PROBLEM TO SOLVE:
Return the listing in full. Keep each line exactly as it is.

RECORDS:
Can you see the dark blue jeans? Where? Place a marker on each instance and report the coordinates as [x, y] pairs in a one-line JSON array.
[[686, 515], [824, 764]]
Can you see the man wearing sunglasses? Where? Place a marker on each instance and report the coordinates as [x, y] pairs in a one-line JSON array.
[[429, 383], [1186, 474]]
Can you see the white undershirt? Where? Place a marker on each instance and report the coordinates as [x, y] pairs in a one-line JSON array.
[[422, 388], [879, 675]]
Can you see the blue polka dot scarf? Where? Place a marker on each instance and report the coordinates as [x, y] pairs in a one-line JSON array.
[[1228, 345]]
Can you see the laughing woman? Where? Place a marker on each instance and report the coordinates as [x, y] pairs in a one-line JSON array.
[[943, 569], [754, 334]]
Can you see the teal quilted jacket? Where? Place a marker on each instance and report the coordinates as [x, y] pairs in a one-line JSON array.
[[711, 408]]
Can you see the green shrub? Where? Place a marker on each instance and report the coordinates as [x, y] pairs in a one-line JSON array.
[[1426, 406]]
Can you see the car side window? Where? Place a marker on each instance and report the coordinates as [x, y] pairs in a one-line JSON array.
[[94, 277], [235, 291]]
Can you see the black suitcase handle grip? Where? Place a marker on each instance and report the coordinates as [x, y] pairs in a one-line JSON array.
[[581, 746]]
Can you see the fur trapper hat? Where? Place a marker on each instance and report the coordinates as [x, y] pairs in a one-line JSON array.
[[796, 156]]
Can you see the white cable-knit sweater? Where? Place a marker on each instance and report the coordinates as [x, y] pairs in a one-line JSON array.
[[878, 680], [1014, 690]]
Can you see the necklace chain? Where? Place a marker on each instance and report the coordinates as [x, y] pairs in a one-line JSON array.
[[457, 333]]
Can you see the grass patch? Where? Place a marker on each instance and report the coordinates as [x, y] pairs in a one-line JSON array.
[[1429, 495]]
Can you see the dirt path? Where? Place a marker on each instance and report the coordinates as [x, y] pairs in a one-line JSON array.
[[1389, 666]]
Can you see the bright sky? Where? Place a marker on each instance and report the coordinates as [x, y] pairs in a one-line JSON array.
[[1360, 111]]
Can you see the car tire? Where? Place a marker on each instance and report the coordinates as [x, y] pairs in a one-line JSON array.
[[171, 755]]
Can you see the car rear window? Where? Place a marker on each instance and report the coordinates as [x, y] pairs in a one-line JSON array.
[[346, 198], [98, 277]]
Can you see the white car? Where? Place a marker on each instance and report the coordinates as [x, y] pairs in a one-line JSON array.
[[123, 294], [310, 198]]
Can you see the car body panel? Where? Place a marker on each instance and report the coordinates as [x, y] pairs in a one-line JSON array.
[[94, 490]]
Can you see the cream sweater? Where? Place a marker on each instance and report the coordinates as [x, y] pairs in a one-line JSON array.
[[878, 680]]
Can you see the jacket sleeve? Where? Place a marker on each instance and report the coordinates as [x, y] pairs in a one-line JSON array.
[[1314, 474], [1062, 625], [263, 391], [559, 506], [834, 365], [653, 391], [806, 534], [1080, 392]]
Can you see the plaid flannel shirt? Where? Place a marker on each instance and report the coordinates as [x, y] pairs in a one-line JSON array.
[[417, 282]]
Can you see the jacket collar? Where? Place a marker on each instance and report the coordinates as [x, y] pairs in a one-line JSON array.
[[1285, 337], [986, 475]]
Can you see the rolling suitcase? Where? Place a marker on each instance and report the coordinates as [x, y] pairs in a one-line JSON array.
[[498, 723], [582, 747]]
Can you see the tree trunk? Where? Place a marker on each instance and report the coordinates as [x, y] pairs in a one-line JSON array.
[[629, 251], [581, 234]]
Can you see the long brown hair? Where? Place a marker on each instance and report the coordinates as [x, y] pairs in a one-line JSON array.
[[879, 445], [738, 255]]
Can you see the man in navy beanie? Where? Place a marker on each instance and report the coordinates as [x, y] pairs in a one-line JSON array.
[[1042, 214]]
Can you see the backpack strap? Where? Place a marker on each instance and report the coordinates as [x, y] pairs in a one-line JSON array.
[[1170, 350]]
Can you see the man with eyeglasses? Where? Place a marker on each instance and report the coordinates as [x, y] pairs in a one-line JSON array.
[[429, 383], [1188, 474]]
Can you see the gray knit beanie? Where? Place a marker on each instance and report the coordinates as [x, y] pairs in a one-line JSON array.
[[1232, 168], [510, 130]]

RESPONSE:
Can you see the dark blue jeans? Where? Place a marker on each instance and report the coordinates as [x, y] pairs in a one-line JSON array.
[[686, 515], [824, 764]]
Can you see the man wearing sunglasses? Where? Place a marker on each instance and report the coordinates as [x, y] pairs in a one-line JSON array.
[[429, 383], [1186, 474]]
Can you see the white undershirt? Where? Place a marker on each instance and report the coordinates as [x, y] pairs in a one-line JSON array.
[[422, 388], [879, 675]]
Can you see the blue polka dot scarf? Where? Place a marker on each instance and report the coordinates as [x, y] pairs in a one-line JSON array.
[[1228, 345]]
Can you see the laughing woman? Where? Place a marker on each instance and report the coordinates as [x, y] pairs in a one-line JSON array.
[[943, 569], [754, 334]]
Can you see the teal quilted jacket? Where? Place a marker on each instance and report the coordinates as [x, y] pairs in a one-line JSON array.
[[711, 408]]
Can you see the green shrub? Where? Place a marker on each instance and report the coordinates as [x, y] pairs in a one-line JSON array.
[[1426, 406]]
Can you see the car side window? Where? Place a marker on each instance and report the coordinates as [x, y] pairs in a one-line JSON array.
[[94, 277], [235, 291]]
Can you see the black suitcase handle grip? Where? Place a marker on each instance and report the coordinates as [x, y] pairs in a one-line JSON array.
[[581, 746]]
Can you see the fur trapper hat? Where? Place a marker on each instance and report the coordinates as [x, y] pairs in a one-line JSON array.
[[796, 156]]
Can you see the white cable-knit sweater? Where? Place a marker on each instance and report the coordinates as [x, y] pairs in a one-line JSON array.
[[878, 680], [1014, 690]]
Can you see the necklace chain? Where? Place a marker on each instance and report the coordinates as [x, y] pairs in a one-line JSON array.
[[457, 333]]
Can you see the grass patch? Where? Place a marker on each instance and report the coordinates as [x, y] pairs in a one-line JSON array.
[[1429, 495]]
Can you see the dirt path? Where? Place a marker on each instance and report the coordinates as [x, y] pairs in a one-line JSON array.
[[1389, 666]]
Can you see the bright sky? Where? Place a marker on each instance and report the coordinates as [x, y] pairs in a one-line JSON array.
[[1360, 111]]
Can you see the car tire? Where? Place a marker on each instance and report the coordinates as [x, y] pairs in a one-line JSON array.
[[171, 755]]
Can you see the car rear window? Where? Place a marker on each instance and report the coordinates as [x, y] pairs in a one-line JSON array.
[[346, 198], [98, 277]]
Can you see the white car? Where? Place a marker on each instance and report the coordinates as [x, y] pairs in a one-line JSON array.
[[123, 294], [310, 198]]
Can you see the car body panel? Where? Place a marker on each instance and report the coordinates as [x, y] pairs in a one-line JSON array.
[[94, 490]]
Can you see the cream sweater? Where? Place a marker on each instance and report the coordinates as [x, y] pairs in a one-line JSON array.
[[878, 680]]
Can you see the jacket sleeve? Where? Place a marker on each instance and report the coordinates as [x, y] pairs in a one-line JSON array.
[[1314, 474], [1062, 625], [263, 391], [559, 506], [834, 365], [653, 391], [806, 534], [1080, 392]]
Can you see the plaid flannel shirt? Where? Place a marker on each instance and report the coordinates as [x, y] pairs in a one-line JSON array.
[[417, 282]]
Can you see the jacket collar? Where? Place a marker on each instance and report the coordinates as [x, y] pairs in a one-line JSON array.
[[1285, 337], [986, 475]]
Can you see the rolling suitcase? Where? Place a marker on each instance and report the coordinates as [x, y] pairs in a one-line JSON array.
[[498, 723], [582, 747]]
Can you see the tree trunk? Where? Place a marker on each instance and report the coordinates as [x, y] pairs in a one-line JSON array.
[[629, 251], [581, 234]]
Can you see the long brown hair? Where? Place a marker on each instance and report the coordinates as [x, y] pairs in a one-line JSON array.
[[879, 445], [738, 255]]
Can you see the man in navy beanie? Where? Place a marker on each instance and report the coordinates as [x, y] pairs in a one-line JSON array.
[[1042, 214]]
Can you see the backpack strap? Where? Place a marker on each instance and report the coordinates as [x, y] pairs in a one-line JSON array.
[[1170, 350]]
Can you see the man with eyeglasses? Where? Place a marker on each instance and report the coordinates as [x, y] pairs in a one-line JSON array.
[[429, 383], [1188, 474]]
Can you see the gray knit beanie? Where? Place a marker on each instance and report the coordinates as [x, y] pairs in a one-line JSON array.
[[1232, 168], [510, 130]]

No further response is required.